• _What to do_
Can you put the lines below into a numbered list, starting at the line containing "Every instance of the rippling" and ending at the line containing "<point>149,126</point>", with both of those lines included and blank lines left out?

• _Information provided_

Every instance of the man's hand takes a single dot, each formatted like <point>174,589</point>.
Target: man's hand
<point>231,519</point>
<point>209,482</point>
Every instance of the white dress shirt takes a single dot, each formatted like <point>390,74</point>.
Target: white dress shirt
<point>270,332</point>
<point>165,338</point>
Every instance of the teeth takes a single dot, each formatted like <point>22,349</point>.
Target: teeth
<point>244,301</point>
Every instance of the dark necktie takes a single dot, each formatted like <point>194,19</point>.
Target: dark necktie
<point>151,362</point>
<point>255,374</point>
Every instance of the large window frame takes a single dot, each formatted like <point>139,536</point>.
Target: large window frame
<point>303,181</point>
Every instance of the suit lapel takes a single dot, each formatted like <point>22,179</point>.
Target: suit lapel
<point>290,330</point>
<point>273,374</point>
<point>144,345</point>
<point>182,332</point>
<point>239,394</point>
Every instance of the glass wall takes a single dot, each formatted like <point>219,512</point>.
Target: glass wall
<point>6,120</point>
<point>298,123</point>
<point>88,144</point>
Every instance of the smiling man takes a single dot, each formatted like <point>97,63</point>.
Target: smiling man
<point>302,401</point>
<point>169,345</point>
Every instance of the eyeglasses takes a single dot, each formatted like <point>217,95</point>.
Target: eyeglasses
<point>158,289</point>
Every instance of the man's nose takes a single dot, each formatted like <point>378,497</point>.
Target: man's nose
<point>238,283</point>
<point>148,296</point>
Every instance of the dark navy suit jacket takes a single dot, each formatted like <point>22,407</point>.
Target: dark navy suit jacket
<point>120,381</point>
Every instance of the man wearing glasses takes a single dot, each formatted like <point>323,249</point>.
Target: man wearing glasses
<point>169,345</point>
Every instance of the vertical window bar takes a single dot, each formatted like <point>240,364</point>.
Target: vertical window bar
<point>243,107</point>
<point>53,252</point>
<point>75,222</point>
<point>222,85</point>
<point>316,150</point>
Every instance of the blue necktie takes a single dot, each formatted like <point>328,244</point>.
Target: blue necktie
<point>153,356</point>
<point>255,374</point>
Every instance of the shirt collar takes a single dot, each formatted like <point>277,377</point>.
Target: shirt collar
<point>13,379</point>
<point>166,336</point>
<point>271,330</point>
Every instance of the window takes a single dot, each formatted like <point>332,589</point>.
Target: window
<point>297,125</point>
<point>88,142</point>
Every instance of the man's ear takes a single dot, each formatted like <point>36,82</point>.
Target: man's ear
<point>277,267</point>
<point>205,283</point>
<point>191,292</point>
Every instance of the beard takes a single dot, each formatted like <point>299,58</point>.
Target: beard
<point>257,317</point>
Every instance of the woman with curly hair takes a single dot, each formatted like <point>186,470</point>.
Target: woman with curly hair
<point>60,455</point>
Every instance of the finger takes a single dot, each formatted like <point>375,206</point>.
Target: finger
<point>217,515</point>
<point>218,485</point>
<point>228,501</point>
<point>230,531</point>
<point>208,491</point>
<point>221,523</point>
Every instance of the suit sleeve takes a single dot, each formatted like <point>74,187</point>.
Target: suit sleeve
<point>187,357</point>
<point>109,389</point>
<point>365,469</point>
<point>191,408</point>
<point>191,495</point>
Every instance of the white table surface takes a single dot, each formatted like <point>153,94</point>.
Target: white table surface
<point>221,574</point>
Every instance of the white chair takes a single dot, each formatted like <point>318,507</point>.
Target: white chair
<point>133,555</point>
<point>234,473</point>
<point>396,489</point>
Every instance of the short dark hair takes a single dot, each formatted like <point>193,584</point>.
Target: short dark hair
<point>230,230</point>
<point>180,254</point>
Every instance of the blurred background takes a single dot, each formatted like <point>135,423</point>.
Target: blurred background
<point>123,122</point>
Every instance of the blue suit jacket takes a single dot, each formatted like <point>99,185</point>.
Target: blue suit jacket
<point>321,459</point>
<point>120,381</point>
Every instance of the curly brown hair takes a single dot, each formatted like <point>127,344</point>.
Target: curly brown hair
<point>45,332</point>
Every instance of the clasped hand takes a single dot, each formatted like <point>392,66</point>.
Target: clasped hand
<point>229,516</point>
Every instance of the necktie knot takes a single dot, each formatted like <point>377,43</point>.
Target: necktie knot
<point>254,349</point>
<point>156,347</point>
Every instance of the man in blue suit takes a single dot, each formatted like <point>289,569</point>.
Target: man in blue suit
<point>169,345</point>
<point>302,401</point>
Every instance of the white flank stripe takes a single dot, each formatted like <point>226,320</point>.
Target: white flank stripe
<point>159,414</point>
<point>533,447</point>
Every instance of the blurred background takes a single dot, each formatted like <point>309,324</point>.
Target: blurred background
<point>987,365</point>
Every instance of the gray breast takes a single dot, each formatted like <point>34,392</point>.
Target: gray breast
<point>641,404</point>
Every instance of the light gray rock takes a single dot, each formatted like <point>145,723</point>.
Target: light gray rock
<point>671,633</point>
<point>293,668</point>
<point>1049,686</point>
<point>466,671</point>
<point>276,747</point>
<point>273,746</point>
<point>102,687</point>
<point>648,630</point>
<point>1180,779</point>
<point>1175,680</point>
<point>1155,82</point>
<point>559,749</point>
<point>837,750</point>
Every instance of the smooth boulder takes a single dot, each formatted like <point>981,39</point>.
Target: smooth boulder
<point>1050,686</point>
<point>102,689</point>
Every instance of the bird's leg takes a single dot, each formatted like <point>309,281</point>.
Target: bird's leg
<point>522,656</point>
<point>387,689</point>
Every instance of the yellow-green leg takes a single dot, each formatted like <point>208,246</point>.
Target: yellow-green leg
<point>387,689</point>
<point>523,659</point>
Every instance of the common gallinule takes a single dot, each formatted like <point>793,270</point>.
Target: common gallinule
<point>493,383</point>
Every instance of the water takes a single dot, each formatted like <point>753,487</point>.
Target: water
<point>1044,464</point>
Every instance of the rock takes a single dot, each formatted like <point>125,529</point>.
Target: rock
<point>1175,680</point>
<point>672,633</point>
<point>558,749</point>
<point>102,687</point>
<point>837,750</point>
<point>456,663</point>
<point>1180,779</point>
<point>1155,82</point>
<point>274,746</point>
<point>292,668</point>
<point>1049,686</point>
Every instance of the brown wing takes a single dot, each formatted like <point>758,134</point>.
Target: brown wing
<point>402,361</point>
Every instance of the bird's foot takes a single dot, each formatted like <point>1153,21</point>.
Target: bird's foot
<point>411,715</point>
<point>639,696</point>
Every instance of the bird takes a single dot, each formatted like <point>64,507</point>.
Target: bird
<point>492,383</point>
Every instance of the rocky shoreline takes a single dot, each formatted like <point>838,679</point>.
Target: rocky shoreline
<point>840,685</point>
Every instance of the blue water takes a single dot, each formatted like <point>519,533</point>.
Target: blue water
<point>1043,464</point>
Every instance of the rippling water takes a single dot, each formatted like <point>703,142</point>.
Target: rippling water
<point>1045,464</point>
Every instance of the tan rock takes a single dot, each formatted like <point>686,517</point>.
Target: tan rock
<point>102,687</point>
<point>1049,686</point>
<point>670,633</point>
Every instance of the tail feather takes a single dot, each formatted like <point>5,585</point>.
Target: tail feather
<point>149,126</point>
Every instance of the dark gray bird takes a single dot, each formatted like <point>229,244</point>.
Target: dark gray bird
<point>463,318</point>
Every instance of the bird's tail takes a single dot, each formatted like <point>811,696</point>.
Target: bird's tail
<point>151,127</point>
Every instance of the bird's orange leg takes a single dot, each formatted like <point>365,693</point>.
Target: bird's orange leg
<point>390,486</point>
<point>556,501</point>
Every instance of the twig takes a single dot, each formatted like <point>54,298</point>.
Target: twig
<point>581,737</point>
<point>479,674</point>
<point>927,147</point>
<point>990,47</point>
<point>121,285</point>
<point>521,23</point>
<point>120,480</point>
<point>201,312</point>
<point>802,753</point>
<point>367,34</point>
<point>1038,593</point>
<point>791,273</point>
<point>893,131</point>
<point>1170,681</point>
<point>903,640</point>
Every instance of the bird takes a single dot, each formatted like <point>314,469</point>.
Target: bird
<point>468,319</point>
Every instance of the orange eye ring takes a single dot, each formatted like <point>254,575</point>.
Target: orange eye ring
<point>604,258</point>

• _Final result_
1. Every instance of the rippling water takes a single dot, each formatted like <point>703,142</point>.
2. Target: rippling water
3. <point>1045,464</point>
4. Every instance of the tan rock takes a single dot, each formatted like <point>686,517</point>.
5. Target: tan rock
6. <point>102,687</point>
7. <point>1049,686</point>
8. <point>670,633</point>
9. Every instance of the tail feather takes a single dot, each formatted like <point>5,585</point>.
10. Target: tail feather
11. <point>149,126</point>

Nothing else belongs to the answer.